(Records drawn from a dataset)
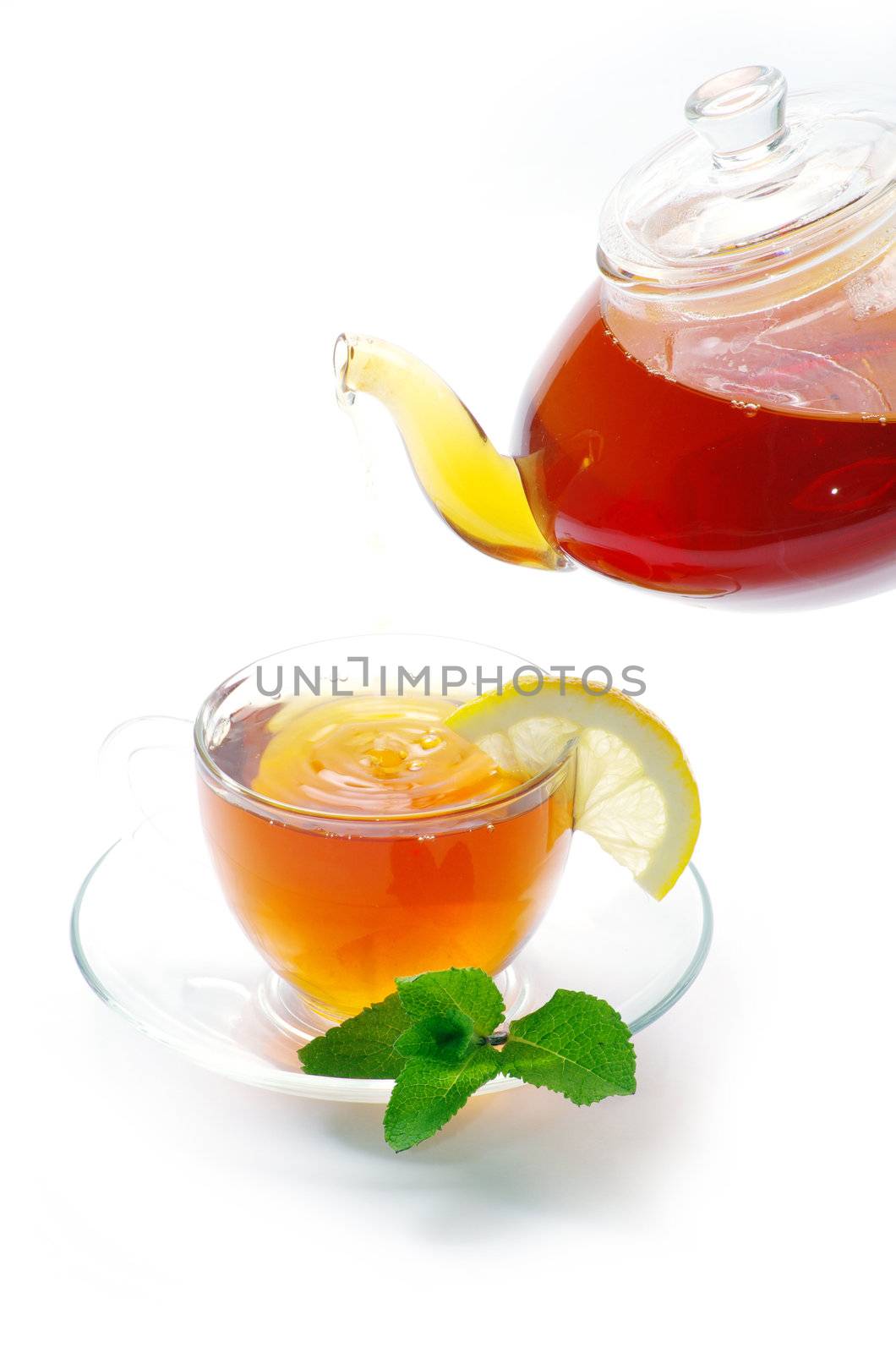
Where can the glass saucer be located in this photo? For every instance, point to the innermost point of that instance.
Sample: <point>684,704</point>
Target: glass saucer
<point>155,938</point>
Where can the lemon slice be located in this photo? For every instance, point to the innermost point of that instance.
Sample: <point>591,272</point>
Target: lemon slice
<point>634,789</point>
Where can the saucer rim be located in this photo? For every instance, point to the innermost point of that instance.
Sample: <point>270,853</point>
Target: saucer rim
<point>335,1087</point>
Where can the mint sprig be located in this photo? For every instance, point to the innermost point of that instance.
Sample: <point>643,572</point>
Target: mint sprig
<point>436,1038</point>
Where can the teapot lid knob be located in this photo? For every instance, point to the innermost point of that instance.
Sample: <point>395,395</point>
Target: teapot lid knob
<point>740,114</point>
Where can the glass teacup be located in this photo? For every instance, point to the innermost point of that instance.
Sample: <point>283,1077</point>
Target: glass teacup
<point>342,900</point>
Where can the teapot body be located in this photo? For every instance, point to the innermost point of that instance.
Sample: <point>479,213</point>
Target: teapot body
<point>723,446</point>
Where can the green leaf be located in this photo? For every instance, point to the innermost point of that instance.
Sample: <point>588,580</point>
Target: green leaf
<point>428,1093</point>
<point>576,1045</point>
<point>363,1046</point>
<point>444,1038</point>
<point>456,989</point>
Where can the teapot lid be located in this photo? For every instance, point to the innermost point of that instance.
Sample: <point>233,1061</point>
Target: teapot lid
<point>758,183</point>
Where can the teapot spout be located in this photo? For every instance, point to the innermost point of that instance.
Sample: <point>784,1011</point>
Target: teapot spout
<point>472,486</point>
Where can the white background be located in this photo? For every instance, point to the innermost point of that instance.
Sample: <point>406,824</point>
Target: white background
<point>198,198</point>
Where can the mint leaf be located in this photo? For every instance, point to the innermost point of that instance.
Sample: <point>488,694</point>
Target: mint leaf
<point>444,1038</point>
<point>456,989</point>
<point>363,1046</point>
<point>576,1045</point>
<point>428,1093</point>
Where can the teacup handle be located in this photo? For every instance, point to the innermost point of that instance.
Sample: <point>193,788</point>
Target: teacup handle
<point>149,793</point>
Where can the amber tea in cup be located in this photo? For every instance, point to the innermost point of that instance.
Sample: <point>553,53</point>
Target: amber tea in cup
<point>358,838</point>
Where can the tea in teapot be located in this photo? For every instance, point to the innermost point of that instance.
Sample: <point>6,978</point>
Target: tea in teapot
<point>718,417</point>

▶ **What is being asked**
Except for the pictures, write the data out exactly.

▶ **Solution to this exercise**
Where can the glass saucer be located in this photo? For every instance, point to the innermost point of that instance.
Sample: <point>684,704</point>
Target: glass saucer
<point>155,938</point>
Where can the lemon slice be located in this photo? For every instance, point to the innermost point of that instance.
Sample: <point>591,272</point>
Target: lemon slice
<point>634,789</point>
Where can the saucer rim be located in this photo? For every instance, point to the innermost point of that instance.
Sample: <point>270,853</point>
Target: saucer rim
<point>335,1087</point>
Where can the mint sprig be located in this photo? For every instance, point to the innermost point of that instance.
Sample: <point>643,572</point>
Target: mint sprig
<point>436,1038</point>
Where can the teapot lid knob be located in this photo? For every instance, point to the innermost point of that instance.
Sample: <point>395,395</point>
Target: teapot lid knob
<point>740,114</point>
Where can the glass teacup be located in this photo? For every instance, point to the innermost point of that instance.
Sample: <point>283,1077</point>
Target: glass teacup
<point>342,900</point>
Where can the teapot body be located in this photo? For every instance, point to the innermost point of that instance.
Sample: <point>479,213</point>
Target: teapot body
<point>723,446</point>
Where can the green leaf be located in this photo? For every instance, point to the innermost point of that instance.
Sample: <point>588,580</point>
Target: green leaf
<point>428,1093</point>
<point>576,1045</point>
<point>363,1046</point>
<point>444,1038</point>
<point>456,989</point>
Where can the teapot lid be located in this photo? For every instance, point to the innermost point of that instance.
Sample: <point>233,1061</point>
Target: teapot lid
<point>758,183</point>
Where can the teapot spout be located in this photo? For every instance, point to the innermost point of that instance.
Sample: <point>784,1011</point>
Target: teapot spout
<point>472,486</point>
Where can the white background be located in this photo? For every instance, point to the innermost point of that instance.
Sample: <point>406,824</point>
Target: white background
<point>198,198</point>
Where can the mint leaf be located in this photo? For every instance, point to the innermost point of that instance.
Sample: <point>488,694</point>
Target: mint leaf
<point>444,1038</point>
<point>456,989</point>
<point>363,1046</point>
<point>576,1045</point>
<point>428,1093</point>
Where can the teacup handle be located in this photo? For every instance, point to the innermost point of that instance.
Sample: <point>193,788</point>
Target: teacup handle
<point>149,793</point>
Where can the amber tea in cup be located in this photo? For every instance, point to the innermost point of that instance.
Sample: <point>553,53</point>
Target: amber tea in cup
<point>358,838</point>
Where can the tea in teapot be located in this photo? For every instance, point to the innermost point of that instance.
Sample: <point>6,978</point>
Target: tea in teapot
<point>718,417</point>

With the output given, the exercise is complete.